It is the primary objective of the present invention to provide solutions to these problems by providing an improved charging system that eliminates the conventional voltage regulator and utilizes in its place the intelligence of a microcomputer already present on the vehicle for controlling engine operation. More particularly, it is an object of the present invention to utilize the sophisticated control capability of the microcomputer to regulate the output of the alternator.
In general, the present invention provides a computer-controlled charging system which includes a logic module containing the microcomputer and a separate power module containing the high current circuitry that interfaces with the alternator field windings, the battery sense point, and the battery temperature sensor. The logic module, which includes the electronics used to control engine operation, directly senses engine RPM, vehicle speed, and throttle angle or position. In addition, via the power module, the logic module is also supplied with information relating to battery voltage and battery temperature. By processing these inputs in a manner described in detail hereinafter the logic module is able to precisely regulate the output of the alternator and hence the charging of the battery. Moreover, by utilizing the intelligence of the microcomputer and the additional information regarding the operation of the vehicle available to the microcomputer, the present invention is capable of providing more efficient control of the alternator.
Specifically, the microcomputer in the preferred embodiment is adapted to sense when the vehicle is decelerating and charge the battery to a higher voltage level during such periods of deceleration. This serves to more efficiently utilize some of the energy represented by the momentum of the vehicle which is normally wasted in the converted form of heat as the vehicle is braked. Also, by charging the battery during deceleration, an additional load is placed on the engine which also serves to assist in slowing the vehicle.
In addition, the microcomputer is preferrably adapted to charge the battery to a higher voltage level during the initial few minutes of operation after start-up of the engine to insure proper charge retention by the battery on short trips. Similarly, the present invention contemplates more precise control of engine RPM at idle to handle the charging load of the engine. This feature is, of course, particularly useful with the smaller four-cylinder engines widely in use today.
Furthermore, the present charging system provides improved voltage control at high and low temperature extremes by programming into the microcomputer upper and lower battery voltage limits to prevent damage to the vehicle lighting systems or other battery voltage sensitive components at such temperature extremes. By virtue of the input signal provided to the microcomputer relating to throttle position, the charging system in the preferred embodiment can also reduce or turn off altogether the charging function at wide-open throttle (WOT) settings to help minimize engine loading when maximum engine output is being demanded. In addition, the intelligence of the microcomputer used in the present charging system allows for improved diagnostic capability to promptly identify the existence of, and more accurately diagnose the cause for, a failure in the charging system.

**Supplied data**
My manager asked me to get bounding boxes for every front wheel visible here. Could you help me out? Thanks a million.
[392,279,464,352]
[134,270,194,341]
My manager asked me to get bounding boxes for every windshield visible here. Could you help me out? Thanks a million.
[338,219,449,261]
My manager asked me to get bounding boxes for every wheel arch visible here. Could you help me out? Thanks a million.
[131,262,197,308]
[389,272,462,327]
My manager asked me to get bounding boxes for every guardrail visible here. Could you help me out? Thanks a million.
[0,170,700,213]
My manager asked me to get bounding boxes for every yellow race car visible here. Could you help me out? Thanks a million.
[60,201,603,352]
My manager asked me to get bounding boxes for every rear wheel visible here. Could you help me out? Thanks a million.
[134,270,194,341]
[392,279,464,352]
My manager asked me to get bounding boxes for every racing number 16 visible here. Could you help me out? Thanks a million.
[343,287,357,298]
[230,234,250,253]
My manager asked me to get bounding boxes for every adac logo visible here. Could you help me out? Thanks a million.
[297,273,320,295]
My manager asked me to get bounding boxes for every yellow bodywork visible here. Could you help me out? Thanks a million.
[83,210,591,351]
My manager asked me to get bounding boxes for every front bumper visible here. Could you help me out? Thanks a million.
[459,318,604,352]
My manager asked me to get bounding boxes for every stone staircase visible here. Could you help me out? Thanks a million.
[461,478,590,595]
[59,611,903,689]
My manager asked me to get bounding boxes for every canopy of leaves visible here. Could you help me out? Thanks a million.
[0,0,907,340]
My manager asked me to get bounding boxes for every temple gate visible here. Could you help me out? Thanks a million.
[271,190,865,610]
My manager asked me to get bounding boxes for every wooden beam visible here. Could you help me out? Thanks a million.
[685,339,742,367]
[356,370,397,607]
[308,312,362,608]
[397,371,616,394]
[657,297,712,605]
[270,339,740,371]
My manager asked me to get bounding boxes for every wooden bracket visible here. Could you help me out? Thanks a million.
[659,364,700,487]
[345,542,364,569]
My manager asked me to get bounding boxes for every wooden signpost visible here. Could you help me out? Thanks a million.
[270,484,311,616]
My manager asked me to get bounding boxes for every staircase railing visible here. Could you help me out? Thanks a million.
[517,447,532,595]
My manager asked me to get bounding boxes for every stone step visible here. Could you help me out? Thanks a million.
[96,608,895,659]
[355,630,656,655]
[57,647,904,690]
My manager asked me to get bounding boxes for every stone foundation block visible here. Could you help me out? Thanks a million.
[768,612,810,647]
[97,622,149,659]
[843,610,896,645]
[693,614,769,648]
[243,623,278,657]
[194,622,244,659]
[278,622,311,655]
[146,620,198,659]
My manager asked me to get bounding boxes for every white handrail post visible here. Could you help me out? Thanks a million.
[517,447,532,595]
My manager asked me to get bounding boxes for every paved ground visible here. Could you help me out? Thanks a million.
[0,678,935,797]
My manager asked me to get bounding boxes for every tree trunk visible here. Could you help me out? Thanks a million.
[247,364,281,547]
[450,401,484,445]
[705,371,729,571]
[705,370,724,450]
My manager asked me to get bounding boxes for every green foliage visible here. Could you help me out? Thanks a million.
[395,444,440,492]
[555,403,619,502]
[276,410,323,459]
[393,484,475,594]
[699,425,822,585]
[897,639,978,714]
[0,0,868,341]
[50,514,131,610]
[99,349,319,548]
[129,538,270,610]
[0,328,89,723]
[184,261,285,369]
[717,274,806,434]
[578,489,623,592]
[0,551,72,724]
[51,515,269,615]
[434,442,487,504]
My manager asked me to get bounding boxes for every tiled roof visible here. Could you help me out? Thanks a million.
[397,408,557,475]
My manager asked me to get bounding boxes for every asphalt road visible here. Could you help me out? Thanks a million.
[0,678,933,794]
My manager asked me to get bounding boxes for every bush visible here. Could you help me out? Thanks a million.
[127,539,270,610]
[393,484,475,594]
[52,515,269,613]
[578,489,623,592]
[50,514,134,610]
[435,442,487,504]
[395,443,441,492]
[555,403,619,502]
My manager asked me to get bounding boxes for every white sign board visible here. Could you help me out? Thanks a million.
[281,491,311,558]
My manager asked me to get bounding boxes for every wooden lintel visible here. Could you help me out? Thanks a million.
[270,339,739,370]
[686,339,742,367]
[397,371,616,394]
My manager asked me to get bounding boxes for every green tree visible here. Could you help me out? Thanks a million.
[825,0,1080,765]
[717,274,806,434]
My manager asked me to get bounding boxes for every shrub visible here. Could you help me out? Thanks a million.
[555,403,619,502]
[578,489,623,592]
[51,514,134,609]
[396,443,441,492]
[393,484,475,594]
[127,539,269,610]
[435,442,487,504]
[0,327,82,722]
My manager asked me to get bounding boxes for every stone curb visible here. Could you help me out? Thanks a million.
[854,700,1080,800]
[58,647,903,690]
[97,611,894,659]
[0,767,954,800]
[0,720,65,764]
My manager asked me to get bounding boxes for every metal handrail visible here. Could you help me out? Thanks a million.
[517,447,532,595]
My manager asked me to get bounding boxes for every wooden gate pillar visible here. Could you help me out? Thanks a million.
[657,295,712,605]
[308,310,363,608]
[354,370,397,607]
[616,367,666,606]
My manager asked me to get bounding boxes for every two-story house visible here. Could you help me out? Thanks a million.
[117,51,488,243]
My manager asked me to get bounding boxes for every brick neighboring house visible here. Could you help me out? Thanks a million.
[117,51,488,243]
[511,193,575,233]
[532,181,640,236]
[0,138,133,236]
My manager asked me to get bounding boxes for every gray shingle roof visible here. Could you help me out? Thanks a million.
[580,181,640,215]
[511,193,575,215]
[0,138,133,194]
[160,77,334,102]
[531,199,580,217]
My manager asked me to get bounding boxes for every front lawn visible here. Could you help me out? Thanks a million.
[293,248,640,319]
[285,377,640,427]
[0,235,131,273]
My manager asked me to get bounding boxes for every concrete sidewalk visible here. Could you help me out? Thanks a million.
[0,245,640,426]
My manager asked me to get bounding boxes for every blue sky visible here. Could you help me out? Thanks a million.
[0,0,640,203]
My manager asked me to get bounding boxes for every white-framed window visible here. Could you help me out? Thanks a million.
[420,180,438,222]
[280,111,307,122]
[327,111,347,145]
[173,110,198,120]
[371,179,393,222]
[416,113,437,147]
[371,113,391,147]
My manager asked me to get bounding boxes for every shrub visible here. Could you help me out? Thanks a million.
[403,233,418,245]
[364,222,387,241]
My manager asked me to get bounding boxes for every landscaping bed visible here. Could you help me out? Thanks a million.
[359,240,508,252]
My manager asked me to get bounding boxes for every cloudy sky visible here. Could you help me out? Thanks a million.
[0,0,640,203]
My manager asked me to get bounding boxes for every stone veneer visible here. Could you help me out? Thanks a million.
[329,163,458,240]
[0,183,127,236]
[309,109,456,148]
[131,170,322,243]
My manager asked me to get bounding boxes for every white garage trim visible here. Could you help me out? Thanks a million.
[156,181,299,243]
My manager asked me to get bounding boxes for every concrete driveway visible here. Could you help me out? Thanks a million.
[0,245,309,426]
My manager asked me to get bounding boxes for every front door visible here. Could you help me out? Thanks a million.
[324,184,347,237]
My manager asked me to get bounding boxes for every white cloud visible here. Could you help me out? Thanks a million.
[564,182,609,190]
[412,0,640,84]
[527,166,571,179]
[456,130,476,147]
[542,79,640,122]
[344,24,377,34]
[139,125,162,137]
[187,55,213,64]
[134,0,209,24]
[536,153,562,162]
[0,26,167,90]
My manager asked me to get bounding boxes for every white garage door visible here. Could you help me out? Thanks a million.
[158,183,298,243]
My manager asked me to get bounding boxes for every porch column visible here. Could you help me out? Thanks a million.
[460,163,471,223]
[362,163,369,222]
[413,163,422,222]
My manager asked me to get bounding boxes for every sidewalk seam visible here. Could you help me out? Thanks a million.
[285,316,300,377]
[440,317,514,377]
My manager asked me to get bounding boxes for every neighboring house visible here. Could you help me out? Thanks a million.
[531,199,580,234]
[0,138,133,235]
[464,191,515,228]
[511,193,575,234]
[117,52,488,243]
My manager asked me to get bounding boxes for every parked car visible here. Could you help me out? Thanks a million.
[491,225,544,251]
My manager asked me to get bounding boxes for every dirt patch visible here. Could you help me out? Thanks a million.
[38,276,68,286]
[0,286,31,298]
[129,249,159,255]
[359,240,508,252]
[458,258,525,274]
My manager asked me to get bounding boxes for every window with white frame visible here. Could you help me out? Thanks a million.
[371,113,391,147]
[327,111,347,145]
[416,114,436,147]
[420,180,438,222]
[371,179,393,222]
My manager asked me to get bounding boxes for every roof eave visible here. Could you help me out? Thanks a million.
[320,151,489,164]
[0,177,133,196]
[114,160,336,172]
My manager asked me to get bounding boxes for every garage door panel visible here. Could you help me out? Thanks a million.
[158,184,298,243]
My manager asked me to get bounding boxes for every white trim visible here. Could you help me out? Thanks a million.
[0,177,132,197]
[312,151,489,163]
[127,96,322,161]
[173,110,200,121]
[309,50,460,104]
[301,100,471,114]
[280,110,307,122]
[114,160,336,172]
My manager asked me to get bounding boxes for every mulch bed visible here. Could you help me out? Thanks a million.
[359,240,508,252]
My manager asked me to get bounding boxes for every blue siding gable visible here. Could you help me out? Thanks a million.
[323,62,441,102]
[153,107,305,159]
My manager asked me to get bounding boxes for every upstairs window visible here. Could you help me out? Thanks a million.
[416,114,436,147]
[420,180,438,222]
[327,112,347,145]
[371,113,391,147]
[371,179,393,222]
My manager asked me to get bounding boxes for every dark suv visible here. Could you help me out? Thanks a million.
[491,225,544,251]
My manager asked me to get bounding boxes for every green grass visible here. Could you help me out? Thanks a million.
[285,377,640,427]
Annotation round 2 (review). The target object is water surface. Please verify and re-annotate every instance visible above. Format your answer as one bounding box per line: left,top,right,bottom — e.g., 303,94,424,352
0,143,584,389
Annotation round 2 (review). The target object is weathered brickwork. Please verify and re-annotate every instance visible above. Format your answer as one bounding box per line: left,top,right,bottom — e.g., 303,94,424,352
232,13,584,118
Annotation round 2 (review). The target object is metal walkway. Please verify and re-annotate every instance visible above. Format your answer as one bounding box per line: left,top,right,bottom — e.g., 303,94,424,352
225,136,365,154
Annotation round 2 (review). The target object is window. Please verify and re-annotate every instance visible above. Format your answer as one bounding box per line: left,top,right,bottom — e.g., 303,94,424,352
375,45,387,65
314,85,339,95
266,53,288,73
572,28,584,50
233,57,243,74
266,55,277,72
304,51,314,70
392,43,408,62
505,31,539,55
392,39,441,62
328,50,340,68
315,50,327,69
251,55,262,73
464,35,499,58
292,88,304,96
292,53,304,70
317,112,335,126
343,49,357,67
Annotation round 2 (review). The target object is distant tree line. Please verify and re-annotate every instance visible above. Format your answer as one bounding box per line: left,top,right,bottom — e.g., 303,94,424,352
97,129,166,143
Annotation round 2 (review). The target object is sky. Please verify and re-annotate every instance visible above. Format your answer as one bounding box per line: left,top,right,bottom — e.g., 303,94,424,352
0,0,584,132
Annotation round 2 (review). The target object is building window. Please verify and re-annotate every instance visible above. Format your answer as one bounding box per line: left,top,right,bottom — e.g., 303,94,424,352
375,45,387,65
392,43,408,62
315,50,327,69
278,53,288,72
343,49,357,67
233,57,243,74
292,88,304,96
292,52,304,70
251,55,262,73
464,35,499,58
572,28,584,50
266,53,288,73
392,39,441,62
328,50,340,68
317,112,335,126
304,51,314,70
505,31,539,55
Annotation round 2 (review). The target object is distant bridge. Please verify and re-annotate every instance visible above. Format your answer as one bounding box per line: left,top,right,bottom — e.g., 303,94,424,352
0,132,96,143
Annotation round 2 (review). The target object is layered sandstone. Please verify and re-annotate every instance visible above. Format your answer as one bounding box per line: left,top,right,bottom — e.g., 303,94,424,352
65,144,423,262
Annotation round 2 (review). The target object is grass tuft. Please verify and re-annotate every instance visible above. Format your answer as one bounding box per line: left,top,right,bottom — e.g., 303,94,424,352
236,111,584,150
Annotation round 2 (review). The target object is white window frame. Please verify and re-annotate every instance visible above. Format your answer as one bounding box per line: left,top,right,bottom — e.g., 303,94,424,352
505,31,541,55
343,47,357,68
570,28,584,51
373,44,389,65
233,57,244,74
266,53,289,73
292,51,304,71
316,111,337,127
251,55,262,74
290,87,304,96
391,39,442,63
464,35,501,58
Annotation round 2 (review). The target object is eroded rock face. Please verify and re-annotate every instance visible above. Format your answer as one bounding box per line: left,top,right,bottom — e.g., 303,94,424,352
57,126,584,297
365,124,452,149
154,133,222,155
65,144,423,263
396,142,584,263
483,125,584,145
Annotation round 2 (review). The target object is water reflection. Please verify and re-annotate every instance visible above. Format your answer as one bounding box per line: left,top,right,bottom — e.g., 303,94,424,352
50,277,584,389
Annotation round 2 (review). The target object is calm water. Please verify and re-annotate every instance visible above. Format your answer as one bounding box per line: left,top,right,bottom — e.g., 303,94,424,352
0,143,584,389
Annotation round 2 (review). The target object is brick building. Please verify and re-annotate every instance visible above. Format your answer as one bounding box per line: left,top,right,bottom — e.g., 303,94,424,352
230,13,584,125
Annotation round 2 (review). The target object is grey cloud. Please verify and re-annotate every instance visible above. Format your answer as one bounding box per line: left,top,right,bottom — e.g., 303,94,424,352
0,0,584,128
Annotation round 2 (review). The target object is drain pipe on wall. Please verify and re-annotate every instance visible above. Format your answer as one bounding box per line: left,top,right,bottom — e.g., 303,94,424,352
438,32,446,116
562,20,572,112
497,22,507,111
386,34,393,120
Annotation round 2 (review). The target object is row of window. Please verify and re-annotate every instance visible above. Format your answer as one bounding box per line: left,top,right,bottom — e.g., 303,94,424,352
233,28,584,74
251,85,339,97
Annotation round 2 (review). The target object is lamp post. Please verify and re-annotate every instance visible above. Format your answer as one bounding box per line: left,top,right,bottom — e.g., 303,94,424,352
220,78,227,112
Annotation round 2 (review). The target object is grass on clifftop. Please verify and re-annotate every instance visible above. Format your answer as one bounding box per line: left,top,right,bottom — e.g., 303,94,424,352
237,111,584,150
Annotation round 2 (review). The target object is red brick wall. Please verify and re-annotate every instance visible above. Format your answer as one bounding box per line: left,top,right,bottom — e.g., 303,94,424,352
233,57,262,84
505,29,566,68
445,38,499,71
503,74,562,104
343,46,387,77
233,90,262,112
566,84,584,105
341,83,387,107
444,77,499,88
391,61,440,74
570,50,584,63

**To do**
In one to three sentences, explain why, according to the charging-system text, the microcomputer charges the battery to a higher voltage level during periods of deceleration. The entries are separate material, unrelated to the charging-system text.

**Worked solution**
Charging during deceleration makes more efficient use of some of the energy in the vehicle's momentum, which would otherwise be wasted as heat when the vehicle is braked. It also places an additional load on the engine, which helps slow the vehicle.